━━ MATERIAL FOR THIS TASK ━━

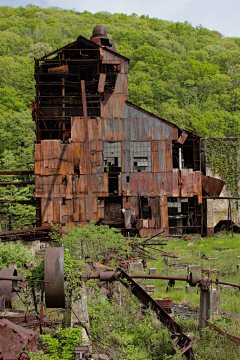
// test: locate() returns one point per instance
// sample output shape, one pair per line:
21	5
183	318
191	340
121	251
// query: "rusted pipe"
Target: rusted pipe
225	283
164	277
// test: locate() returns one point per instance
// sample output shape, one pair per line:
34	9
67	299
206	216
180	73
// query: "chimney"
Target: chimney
99	36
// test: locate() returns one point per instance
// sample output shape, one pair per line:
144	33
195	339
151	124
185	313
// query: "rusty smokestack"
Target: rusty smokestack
99	36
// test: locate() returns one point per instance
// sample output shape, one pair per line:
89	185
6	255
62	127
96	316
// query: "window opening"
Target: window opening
145	209
140	154
112	165
76	170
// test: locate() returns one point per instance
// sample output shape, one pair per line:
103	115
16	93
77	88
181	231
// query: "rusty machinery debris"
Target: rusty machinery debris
53	285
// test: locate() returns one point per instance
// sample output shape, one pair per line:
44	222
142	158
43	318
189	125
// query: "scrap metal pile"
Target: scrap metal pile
13	324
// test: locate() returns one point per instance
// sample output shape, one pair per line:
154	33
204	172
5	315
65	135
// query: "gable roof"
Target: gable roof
162	119
89	42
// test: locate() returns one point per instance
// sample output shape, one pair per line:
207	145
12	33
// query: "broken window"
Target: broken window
140	154
112	165
112	157
145	209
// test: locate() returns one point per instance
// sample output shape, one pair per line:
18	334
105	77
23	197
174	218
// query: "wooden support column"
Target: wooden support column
62	123
87	152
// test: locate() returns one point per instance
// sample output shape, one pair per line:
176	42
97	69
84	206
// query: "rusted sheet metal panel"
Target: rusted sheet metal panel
100	184
186	176
46	210
14	339
92	129
126	163
113	106
112	211
168	159
182	138
212	186
80	151
155	205
175	184
152	232
77	129
121	86
190	183
59	70
110	58
197	185
152	128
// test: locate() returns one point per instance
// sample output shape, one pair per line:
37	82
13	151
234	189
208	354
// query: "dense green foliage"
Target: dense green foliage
59	346
94	242
14	252
190	76
222	157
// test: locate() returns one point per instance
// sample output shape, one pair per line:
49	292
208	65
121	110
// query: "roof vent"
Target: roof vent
99	36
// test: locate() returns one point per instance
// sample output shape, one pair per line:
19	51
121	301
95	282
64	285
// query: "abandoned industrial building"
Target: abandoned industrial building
100	157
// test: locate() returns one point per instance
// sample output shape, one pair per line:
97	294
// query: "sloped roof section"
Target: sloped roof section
86	41
190	133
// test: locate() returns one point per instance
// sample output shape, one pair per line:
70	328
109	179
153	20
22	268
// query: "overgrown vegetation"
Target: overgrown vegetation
188	75
129	330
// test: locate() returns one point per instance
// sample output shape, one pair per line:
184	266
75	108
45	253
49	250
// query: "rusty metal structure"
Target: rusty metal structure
100	157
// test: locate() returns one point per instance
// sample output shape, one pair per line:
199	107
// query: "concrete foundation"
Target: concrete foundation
210	307
79	306
135	267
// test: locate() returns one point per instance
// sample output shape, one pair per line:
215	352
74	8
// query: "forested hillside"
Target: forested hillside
188	75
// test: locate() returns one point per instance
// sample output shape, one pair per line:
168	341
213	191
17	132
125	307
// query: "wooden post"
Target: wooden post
87	152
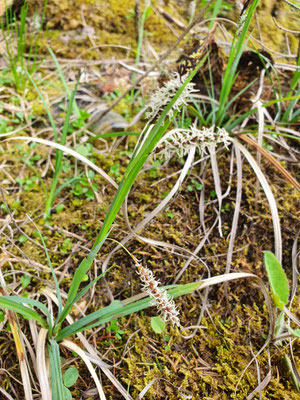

━━━

WORK ITEM: Leaving pictures aside, write out each record above exactly as given.

ANSWER BELOW:
// test: locate() returns one point per instance
// sample output shape, one pair per line:
21	5
183	318
191	340
121	251
// query: "rusted pipe"
Target: rusted pipe
225	283
164	277
// test: locate() returns one point per instance
// sample output shape, one pair per line:
34	9
67	299
206	216
180	73
// query: "chimney"
Target: chimney
99	36
// test: locate() returns one point per instance
// sample output shape, one pair per line:
144	33
195	339
151	124
185	313
// query: "rusty smokestack"
Target: rusty smokestack
99	36
// test: locate() returns one point per instance
// sample output shape, one pair per line:
89	185
6	255
62	127
96	316
// query: "window opening"
Target: window opening
145	209
140	154
112	165
76	170
// test: locate() returns one point per instance
// sample output shape, one pair per line:
103	115
16	93
77	88
181	231
// query: "rusty machinery debris"
Target: rusty machinery debris
53	285
// test: locate() returns one point per instance
// sample output shape, one pair per line:
44	222
142	158
43	318
189	125
// query: "scrap metal pile"
Target: scrap metal pile
13	324
// test: locate() returns one point per instance
// sample output shape, one pair per line:
154	33
204	172
5	315
65	135
// query: "gable roof"
Target: gable roof
162	119
89	42
// test: locate() returns one point per instance
// sample output shape, one pair per line:
207	145
12	33
// query: "broken window"
Target: broken window
140	154
112	165
112	157
145	209
// test: locate() returns one point per instance
// sample output shape, one pair per line:
18	334
105	77
23	197
174	218
// query: "wooden support column"
Target: wooden support column
62	123
87	152
// test: locate() returns one point per instance
// sample output shape, one pair per line:
176	42
97	69
84	206
// query: "rusted sheet metal panel"
Target: rusted sheet metal panel
100	184
186	176
46	210
14	339
92	129
126	163
113	106
112	211
168	159
182	138
212	186
80	151
155	205
175	184
152	232
77	129
121	86
190	183
59	70
110	58
197	185
152	128
// test: locate() returns one point per instance
// sample output shape, one pair per line:
37	82
13	151
234	189
208	354
// query: "dense green foliage"
Target: dense green foliage
59	346
94	242
14	252
190	76
222	157
// test: locate() returns one point per instance
// sample output shape, one pair per line:
49	292
208	65
121	110
// query: "roof vent"
Target: roof vent
99	36
// test: locate() returns one point per instance
// sample output shape, one pair per line:
19	51
121	301
95	282
64	285
// query: "abandoned industrial building"
Target: abandoned industrial building
100	157
// test: locate() returns one point per instance
// sample output shape, one pair per line:
97	294
// query: "sloped roof section"
Target: sloped roof section
86	41
190	133
// test: locate() returns one point per instance
// sample output shape, one pair per line:
70	328
109	179
153	20
22	268
// query: "overgrown vegetation"
Target: overgrown vegetation
188	75
129	330
// test: locate() returns one point per instance
// sample output shape, one pair per line:
184	266
75	108
45	253
49	250
// query: "rusty metal structure"
Target: rusty metal structure
100	157
// test: locate() returns one point per instance
// sample output shape, one pair per line:
199	107
// query: "concrete foundation"
Target: concrete foundation
210	307
79	306
135	267
// test: locate() returns one point per instance
// sample output shape, one pair per line:
215	352
74	8
// query: "forested hillside"
Target: forested hillside
188	75
// test: locate() returns one point per instance
// sample output shape, one pair per line:
168	341
213	191
17	132
125	307
// query: "wooden post"
Target: wooden post
87	152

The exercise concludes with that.